## Text block:
--- --- ---

In Descriptor based systems, EE applications are expected to read the HW events (packets & acceleration results) by each EE application. Callback function invocation only provides indication for EE application to read the events from associated hardware descriptors. In case of 'EE Event DeMux', the event is already read by the EE itself. Hence, event is expected to be passed to the callback function.

'EE Event DeMux' submodule registers itself with the rest of EE module to get UIO indication in case of software poll method. In case of hardware poll, 'EE Event DeMux' in invoked by the hardware poll function.

Multicore processors normally provides HW interface for multiple IO devices for the devices which are part of the Multicore processors. External devices such as PCI and other HW bus based IO devices are still implemented using descriptor based mechanism. Software poll based EE should not assume that all devices are satisfied using 'EE Event DeMux'. As far as core Software poll system is concerned, 'EE Event DeMux' is another EE application. Hardware Poll based method, if they need to use descriptor based HW interfaces, then the hardware poll should also poll descriptor based HW interfaces.

When 'EE Event DeMux' is used by EE applications (such as Ethernet Driver, Accelerator drivers,), it is necessary that 'EE Event DeMux' considers following requirements.

It should have its own 'Quota' as number of maximum events it is going to read from the HW interface as part of the callback function invocation by the EE core. Once it reads the 'Quota' number of events or if there are no more events, then it should return back to the 'Core EE' module.
Since this the module which demuxes to some EE applications, it should provide its own register/De-register functions.
When 'Core EE' module invokes this module callback function due to interrupt generation or due to hardware poll, as described above, it is expected to read at the most 'quota' number of events. While giving the control back to the 'Core EE', it is expected to call EE applications that there are no more events in this iteration. Some EE applications might register to get this indication. For example, Ethernet driver application might register for this to do the 'Generic Receive Offload' function. GRO functionality requires to know when to give up while doing TCP coalescing functionality. In case descriptor based drivers, this issue does not arise as each Ethernet driver as part of callback invocation by the EE itself reads the events and knows when to give up.

Thanks for reading my earlier post. I hope this helps.

Sunday, December 19, 2010

User space Packet processing applications - Execution Engine

If you plan to port your data plane network processing application from Linux kernel space to user space, first thing you would think is how you can port your software to user space with minimal changes to your software. Execution Engine is the first thing one would think of.

--- --- ---

## Written instruction A:
Decide whether each statement below agrees with the text on the EE Event DeMux. Answer yes or no for each, and quote the deciding words of the text. (i) When 'EE Event DeMux' is used, the event has already been read by the EE itself. (ii) A software poll based EE may assume that 'EE Event DeMux' satisfies all devices. (iii) 'EE Event DeMux' relies on register/De-register functions from elsewhere rather than providing its own.
## Written instruction B:
Repeat the passage of the text on the EE Event DeMux that runs from "In Descriptor based" up to and including "the callback function.".

## Supplied material:
--- --- ---

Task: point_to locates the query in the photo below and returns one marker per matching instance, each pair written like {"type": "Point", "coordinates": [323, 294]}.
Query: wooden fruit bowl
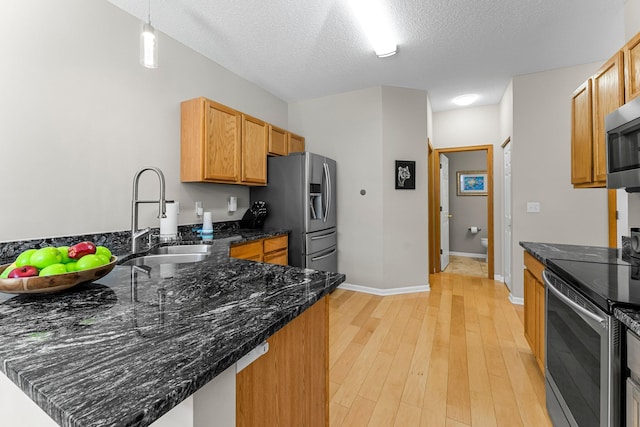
{"type": "Point", "coordinates": [56, 283]}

--- --- ---

## Output A:
(i) Yes: "In case of 'EE Event DeMux', the event is already read by the EE itself."
(ii) No: "Software poll based EE should not assume that all devices are satisfied using 'EE Event DeMux'."
(iii) No: "it should provide its own register/De-register functions."

## Output B:
In Descriptor based systems, EE applications are expected to read the HW events (packets & acceleration results) by each EE application. Callback function invocation only provides indication for EE application to read the events from associated hardware descriptors. In case of 'EE Event DeMux', the event is already read by the EE itself. Hence, event is expected to be passed to the callback function.